» **Document text**
start

Good Consultants vs. Bad Consultants - jacquesm
http://jacquesmattheij.com/good-consultants-vs-bad-consultants
======
edw519
Why are there so many stupid ads on the internet? Because idiots keep clicking
on them.

Why are there so many "scamsultants". Because idiots keep hiring them.

Nice piece, Jacques. In my younger days, I would have wholeheartedly agreed
with you. (And I still agree with your major point: Don't do this!)

By now in my jaded older days, when I see so much clashing between the ideal
and what's really happening, I'm not so sure.

I've spent a career cleaning up the messes of scamsultants. And you know what
happens to them? They move on and make bigger messes. And more money for
themselves. Sometimes, a lot more.

In just the past 5 years:

\- My accountant fired his IT guy for fraud. When he told a half dozen of his
associates, _every single one_ of them asked for the IT guy's number because
they couldn't find anyone. They didn't care about the fraud.

\- A scamsultant for one of my customers ripped them off for over $2 million.
They decided not to sue him because of the bad publicity (and embarassment).
He now has a new company name, a new website, and one of his testimonials
(fake, of course) is from the company he just ripped off.

end

» **The exercise**
In the thread on good and bad consultants, why did the company that lost over $2 million decide not to sue? Rely on the text alone.

» **Supplied material**
start

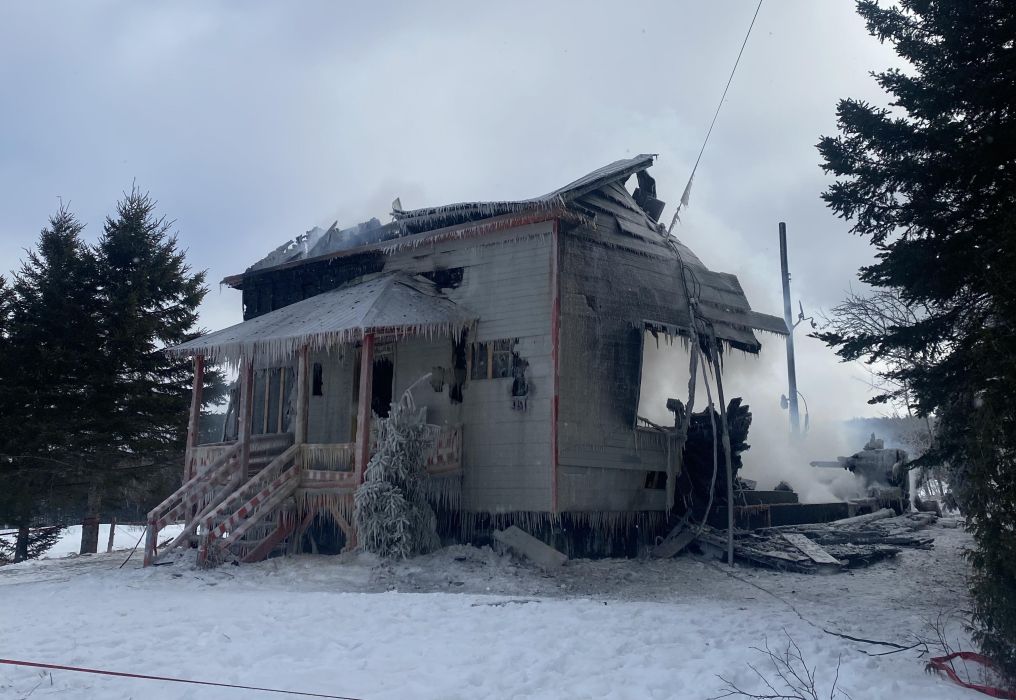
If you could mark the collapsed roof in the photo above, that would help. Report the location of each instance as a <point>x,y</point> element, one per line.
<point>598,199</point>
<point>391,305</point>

end

» **The answer**
Because of the bad publicity and embarrassment.